▸ Available records:
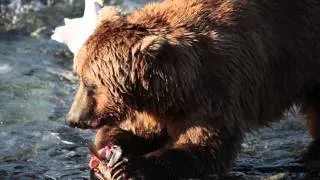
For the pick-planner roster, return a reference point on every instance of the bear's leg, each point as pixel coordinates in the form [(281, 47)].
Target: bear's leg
[(211, 153), (131, 144)]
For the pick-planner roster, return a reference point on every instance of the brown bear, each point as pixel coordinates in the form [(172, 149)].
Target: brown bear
[(176, 84)]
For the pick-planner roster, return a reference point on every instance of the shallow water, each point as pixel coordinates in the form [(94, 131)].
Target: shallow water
[(36, 89)]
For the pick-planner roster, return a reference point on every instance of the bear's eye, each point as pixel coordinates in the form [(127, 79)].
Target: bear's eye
[(91, 88)]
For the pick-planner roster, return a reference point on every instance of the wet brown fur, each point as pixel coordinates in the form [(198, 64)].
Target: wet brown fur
[(179, 82)]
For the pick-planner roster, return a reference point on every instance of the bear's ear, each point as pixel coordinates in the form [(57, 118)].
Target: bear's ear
[(145, 56)]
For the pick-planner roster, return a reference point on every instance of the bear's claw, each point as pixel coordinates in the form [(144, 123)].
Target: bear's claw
[(110, 159)]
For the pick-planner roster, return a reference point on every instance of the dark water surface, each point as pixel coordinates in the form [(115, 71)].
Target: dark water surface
[(36, 89)]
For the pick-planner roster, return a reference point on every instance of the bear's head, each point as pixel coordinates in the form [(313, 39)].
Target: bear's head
[(126, 67), (118, 72)]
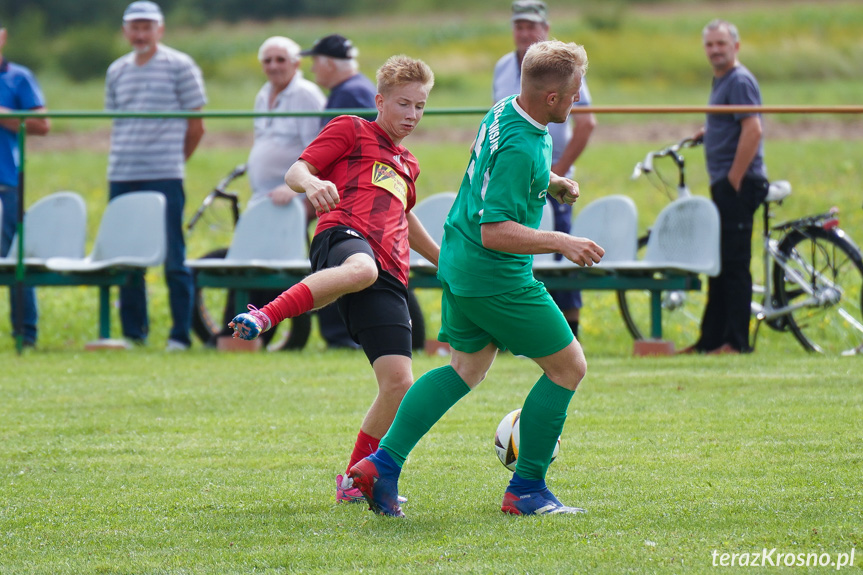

▸ Task description:
Starting at the line that contains "form [(313, 39)]." and ending at the end of the records, write those lines out again, substituting "anchor point" for "reference point" and changing nothing else. Leave the pictures out of your answer.

▸ Problem solution:
For the pick-planner roster, return a anchor point on every instance of the bear's head, each point as pixel coordinates in the form [(313, 39)].
Target: bear's head
[(126, 67), (118, 72)]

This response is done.